Written instruction:
Tally the lines of the records below that contain the string "cloud", counting only matches with the same case. What is the number? Reply with the number alone.

[Entries from a dataset]
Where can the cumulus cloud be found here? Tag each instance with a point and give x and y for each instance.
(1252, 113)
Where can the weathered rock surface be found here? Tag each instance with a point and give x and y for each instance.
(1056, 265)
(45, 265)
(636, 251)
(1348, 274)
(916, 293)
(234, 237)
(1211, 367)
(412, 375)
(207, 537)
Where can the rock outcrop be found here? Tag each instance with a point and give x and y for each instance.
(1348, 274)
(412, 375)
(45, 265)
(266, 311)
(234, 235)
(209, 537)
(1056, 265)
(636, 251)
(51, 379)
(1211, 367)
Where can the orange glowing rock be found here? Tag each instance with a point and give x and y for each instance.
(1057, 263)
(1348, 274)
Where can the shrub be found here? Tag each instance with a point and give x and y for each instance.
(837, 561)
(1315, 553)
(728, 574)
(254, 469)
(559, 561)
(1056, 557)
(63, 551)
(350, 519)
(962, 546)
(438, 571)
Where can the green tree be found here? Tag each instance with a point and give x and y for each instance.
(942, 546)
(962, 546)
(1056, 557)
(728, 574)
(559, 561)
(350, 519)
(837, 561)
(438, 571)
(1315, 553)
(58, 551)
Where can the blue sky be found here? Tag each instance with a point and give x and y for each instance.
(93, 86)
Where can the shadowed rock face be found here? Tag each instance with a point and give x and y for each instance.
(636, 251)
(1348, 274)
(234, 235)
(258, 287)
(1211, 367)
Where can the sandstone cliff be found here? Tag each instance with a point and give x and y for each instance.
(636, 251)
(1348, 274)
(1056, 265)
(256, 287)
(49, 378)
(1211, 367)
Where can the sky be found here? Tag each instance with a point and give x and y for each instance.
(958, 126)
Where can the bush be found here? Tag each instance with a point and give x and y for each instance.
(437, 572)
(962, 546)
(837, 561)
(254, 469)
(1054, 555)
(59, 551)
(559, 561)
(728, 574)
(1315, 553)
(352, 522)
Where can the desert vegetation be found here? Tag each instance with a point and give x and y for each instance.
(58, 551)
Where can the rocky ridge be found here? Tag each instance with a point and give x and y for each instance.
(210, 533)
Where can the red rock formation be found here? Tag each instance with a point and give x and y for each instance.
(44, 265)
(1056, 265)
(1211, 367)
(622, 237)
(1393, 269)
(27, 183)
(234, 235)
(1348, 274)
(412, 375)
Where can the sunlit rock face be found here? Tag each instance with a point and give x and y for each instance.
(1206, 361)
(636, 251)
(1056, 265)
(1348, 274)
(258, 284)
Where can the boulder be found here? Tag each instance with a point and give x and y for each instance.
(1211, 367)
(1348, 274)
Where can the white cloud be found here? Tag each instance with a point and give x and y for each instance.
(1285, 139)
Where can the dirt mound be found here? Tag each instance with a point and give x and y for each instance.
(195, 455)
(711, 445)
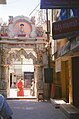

The reply:
2